Фрагмент текста:
◆ ◆ ◆

Для декабристов дуэль была средством нападения. А для него – защиты. «Дьявольская разница».

3

Он потерял популярность.

Он потерял надежду на реализацию своего историко-государственного плана. Он потерял веру в друзей.

Он потерял веру в возможность создания прочного дома.

Ему оставалось – понимание и признание в будущем, а в настоящем – самоуважение, т. е. незапятнанная честь. Честь, понимаемая широко. Его честь как подлинного русского дворянина. Его честь как подлинного русского литератора. Его честь как человека долга.

Он много думал об этом в тридцатые годы – о чести и долге. «Береги честь смолоду». Он писал в одной из статей 1836 года:

«Независимость и самоуважение одни могут нас возвысить над мелочами жизни и бурями судьбы».

В том же году он начал перекладывать в стихи эпизод из книги Потоцкого «Рукопись, найденная в Сарагосе».

Альфонс садится на коня;
Ему хозяин держит стремя.
«Сеньор, послушайте меня:
Пускаться в путь теперь не время,
В горах опасно, ночь близка,
Другая вента далека…»
– «Мне путешествие привычно
И днем и ночью – был бы путь, –
Тот отвечает, – неприлично
Бояться мне чего-нибудь.

◆ ◆ ◆

Задания:
- A) Перепишите без изменений отрывок фрагмента о чести и долге от «Он потерял надежду на реализацию» до «Его честь как человека долга.».
- B) Продолжите фрагмент о чести и долге, начав сразу после его последней строки.

Извлечённые записи:
◆ ◆ ◆

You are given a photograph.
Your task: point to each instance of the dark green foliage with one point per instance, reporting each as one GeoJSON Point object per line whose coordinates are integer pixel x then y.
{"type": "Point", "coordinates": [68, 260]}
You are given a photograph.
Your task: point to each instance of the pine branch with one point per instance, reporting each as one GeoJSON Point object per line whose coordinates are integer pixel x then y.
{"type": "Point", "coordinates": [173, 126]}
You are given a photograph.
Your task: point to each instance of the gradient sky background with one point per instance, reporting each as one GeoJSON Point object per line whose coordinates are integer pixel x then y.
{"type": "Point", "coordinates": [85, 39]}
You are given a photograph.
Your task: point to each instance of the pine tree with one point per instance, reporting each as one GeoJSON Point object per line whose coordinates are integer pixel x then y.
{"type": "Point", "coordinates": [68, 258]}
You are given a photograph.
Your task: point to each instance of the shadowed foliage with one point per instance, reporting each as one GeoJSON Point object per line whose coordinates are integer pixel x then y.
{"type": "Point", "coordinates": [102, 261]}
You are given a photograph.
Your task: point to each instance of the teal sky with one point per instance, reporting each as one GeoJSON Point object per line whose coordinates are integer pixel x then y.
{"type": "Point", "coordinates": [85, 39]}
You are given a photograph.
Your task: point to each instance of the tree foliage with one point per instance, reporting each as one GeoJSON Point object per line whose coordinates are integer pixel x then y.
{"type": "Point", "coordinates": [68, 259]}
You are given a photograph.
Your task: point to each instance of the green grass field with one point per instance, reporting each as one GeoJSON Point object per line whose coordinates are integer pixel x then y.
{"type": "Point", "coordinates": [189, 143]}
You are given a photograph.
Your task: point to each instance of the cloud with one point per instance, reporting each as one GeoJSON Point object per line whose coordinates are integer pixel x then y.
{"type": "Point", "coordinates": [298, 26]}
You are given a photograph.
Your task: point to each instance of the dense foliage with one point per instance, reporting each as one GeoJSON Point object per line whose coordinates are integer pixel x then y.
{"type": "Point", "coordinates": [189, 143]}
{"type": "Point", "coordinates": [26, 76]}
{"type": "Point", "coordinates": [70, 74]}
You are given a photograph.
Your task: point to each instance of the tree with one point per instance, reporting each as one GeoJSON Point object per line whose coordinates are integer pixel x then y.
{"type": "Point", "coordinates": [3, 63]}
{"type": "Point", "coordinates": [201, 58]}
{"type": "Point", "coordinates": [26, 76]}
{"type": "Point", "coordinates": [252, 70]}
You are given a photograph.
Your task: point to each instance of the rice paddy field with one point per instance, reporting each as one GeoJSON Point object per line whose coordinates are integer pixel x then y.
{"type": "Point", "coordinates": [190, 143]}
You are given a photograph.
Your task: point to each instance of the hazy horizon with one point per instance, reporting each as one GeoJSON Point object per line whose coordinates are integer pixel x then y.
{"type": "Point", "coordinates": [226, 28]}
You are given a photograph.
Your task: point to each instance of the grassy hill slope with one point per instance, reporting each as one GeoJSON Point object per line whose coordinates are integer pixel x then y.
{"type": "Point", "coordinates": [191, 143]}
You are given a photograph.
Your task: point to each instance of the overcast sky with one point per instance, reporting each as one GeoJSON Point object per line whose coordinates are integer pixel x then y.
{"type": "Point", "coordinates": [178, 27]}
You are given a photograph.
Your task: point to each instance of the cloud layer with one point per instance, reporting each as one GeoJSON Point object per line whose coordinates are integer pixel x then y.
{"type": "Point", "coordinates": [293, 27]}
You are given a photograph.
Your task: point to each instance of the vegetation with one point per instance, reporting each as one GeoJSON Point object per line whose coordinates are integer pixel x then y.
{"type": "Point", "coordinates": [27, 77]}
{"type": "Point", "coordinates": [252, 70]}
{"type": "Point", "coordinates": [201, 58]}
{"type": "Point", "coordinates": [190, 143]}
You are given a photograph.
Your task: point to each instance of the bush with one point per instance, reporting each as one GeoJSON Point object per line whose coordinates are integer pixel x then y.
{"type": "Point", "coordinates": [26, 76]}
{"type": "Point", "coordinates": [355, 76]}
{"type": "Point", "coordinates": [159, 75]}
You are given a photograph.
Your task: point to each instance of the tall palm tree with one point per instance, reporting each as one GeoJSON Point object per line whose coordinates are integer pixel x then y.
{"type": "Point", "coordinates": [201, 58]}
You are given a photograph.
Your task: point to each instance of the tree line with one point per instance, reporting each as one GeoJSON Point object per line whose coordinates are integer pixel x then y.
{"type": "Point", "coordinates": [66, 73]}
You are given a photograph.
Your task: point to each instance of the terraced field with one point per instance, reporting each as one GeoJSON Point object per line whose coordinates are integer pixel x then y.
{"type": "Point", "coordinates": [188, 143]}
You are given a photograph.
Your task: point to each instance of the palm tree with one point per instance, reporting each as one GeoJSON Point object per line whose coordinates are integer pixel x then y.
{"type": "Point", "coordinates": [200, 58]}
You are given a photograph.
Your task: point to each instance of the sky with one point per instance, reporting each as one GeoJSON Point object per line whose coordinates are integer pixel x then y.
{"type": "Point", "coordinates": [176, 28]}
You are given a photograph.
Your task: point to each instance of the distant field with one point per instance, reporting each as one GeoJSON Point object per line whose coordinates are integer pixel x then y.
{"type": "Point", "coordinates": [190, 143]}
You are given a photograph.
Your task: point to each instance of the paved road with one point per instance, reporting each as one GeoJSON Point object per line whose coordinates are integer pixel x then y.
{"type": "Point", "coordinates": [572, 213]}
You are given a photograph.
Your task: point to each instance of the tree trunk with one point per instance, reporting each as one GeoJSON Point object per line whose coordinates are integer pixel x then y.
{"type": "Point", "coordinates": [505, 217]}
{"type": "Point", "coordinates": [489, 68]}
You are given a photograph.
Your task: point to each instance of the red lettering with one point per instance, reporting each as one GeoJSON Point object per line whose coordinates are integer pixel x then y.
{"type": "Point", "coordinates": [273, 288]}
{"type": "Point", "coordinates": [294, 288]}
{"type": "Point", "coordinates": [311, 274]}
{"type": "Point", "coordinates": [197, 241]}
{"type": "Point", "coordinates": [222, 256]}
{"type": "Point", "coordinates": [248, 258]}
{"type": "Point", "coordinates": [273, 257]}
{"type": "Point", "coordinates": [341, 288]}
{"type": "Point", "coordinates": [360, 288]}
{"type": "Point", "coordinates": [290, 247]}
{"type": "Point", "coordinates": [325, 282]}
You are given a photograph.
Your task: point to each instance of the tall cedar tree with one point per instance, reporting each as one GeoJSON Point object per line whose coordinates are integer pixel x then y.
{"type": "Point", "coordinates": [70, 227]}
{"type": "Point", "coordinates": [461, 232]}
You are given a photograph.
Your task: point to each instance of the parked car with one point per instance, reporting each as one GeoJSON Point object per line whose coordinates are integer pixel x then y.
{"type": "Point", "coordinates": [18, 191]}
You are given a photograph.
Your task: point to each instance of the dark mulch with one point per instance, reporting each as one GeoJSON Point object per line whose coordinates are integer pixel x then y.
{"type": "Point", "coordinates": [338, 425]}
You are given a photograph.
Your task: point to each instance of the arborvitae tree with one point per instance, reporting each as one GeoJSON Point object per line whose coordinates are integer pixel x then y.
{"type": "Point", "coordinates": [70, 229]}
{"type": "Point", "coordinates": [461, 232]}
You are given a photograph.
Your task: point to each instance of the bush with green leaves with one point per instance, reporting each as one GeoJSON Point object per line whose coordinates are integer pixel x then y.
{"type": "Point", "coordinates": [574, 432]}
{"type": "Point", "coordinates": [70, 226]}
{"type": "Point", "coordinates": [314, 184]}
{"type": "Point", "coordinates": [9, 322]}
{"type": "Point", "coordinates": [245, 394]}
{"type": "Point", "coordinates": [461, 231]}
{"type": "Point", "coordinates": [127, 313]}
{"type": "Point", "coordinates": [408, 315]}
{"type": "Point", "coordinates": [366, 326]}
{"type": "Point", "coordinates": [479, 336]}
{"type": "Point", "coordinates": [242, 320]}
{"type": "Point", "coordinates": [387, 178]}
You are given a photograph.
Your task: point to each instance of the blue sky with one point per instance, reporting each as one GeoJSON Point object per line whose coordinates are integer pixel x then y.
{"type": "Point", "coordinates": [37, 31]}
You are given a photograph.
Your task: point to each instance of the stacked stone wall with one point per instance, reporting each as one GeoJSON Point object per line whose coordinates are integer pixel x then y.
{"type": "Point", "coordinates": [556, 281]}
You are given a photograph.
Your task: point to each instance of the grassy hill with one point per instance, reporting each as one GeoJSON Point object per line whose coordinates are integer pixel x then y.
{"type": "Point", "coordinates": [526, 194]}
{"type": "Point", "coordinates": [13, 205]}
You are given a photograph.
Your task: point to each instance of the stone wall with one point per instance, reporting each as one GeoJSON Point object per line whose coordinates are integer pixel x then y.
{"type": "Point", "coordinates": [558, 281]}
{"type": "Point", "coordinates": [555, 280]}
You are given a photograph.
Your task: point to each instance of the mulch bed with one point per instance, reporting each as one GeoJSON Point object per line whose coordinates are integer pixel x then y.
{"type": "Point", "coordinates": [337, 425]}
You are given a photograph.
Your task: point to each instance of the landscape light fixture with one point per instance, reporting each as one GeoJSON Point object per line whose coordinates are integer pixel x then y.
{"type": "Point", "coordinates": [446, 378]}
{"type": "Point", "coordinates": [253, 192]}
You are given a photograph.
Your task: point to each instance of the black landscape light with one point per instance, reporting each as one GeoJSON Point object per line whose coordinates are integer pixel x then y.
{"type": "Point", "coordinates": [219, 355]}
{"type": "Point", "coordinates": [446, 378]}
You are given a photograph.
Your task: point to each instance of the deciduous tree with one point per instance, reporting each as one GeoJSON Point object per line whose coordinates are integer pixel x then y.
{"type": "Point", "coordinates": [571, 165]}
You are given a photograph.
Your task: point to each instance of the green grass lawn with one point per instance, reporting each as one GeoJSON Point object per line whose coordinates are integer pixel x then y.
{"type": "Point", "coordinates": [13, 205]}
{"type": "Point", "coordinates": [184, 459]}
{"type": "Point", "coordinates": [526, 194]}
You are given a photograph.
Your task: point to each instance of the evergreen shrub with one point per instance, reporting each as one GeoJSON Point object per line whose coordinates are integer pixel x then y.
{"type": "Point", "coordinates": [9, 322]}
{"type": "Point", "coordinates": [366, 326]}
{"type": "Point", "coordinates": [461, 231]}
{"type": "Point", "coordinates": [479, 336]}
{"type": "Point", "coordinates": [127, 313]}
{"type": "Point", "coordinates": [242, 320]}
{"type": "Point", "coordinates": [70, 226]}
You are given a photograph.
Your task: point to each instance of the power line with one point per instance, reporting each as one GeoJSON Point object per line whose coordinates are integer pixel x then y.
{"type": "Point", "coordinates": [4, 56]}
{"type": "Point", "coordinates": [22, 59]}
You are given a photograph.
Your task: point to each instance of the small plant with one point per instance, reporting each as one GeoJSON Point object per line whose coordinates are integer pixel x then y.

◆ ◆ ◆

Ответы к заданиям:
- A)
Он потерял надежду на реализацию своего историко-государственного плана. Он потерял веру в друзей.

Он потерял веру в возможность создания прочного дома.

Ему оставалось – понимание и признание в будущем, а в настоящем – самоуважение, т. е. незапятнанная честь. Честь, понимаемая широко. Его честь как подлинного русского дворянина. Его честь как подлинного русского литератора. Его честь как человека долга.

- B)
Я дворянин, – ни чорт, ни воры
Не могут удержать меня,
Когда спешу на службу я».
И дон Альфонс коню дал шпоры,
И едет рысью. Перед ним
Одна идет дорога в горы
Ущельем тесным и глухим.
Вот выезжает он в долину;
Какую ж видит он картину?
Кругом пустыня, дичь и голь,
А в стороне торчит глаголь,
И на глаголе том два тела
Висят. Закаркав, отлетела
Ватага черная ворон,
Лишь только к ним подъехал он.
То были трупы двух гитанов,
Двух славных братьев-атаманов,
Давно повешенных и там
Оставленных в пример ворам.
Дождями небо их мочило,
А солнце знойное сушило,
Пустынный ветер их качал,
Клевать их ворон прилетал.
И шла молва в простом народе,
Что, обрываясь по ночам,
Они до утра на свободе
Гуляли, мстя своим врагам.
Альфонсов конь всхрапел и боком
Прошел их мимо, и потом
Понесся резво, легким скоком,
С своим бесстрашным седоком.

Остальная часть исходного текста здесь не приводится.